# [Work task]
Find the lines of the material below that include the string "tower", then copy each one.

# [Available records]
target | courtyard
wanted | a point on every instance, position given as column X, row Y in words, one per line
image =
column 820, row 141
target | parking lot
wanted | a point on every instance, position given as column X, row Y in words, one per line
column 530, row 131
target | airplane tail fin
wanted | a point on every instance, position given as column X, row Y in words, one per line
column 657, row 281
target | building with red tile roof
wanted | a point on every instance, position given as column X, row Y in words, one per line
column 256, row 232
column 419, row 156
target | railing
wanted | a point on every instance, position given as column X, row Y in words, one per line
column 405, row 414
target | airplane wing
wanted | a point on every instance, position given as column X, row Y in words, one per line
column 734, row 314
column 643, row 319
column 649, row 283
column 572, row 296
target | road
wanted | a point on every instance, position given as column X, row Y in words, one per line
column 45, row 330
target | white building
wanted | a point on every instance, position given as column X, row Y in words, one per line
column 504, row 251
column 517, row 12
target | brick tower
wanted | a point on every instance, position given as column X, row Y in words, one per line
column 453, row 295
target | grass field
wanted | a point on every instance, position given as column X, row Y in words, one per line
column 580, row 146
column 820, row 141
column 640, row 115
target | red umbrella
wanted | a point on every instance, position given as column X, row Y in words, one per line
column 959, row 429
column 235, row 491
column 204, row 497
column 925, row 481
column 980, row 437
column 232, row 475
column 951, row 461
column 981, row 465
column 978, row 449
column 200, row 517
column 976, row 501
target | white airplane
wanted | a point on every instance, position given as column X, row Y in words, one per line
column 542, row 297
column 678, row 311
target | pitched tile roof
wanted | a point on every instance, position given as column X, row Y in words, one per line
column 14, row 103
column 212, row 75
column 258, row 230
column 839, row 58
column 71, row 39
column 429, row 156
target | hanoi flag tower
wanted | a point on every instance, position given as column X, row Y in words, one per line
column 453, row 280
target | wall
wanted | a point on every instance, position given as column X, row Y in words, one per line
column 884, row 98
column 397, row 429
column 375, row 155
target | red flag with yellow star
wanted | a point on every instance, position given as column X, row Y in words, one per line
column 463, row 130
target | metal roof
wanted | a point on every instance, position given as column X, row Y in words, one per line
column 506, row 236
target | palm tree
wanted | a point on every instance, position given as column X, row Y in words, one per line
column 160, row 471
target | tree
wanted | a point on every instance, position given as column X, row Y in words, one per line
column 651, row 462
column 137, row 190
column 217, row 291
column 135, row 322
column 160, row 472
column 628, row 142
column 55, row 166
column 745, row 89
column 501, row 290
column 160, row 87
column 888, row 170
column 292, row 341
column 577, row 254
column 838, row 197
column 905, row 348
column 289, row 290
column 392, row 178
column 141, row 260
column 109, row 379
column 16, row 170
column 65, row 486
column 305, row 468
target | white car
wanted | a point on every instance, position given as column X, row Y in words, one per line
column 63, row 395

# [Expected output]
target | brick tower
target | hanoi flag tower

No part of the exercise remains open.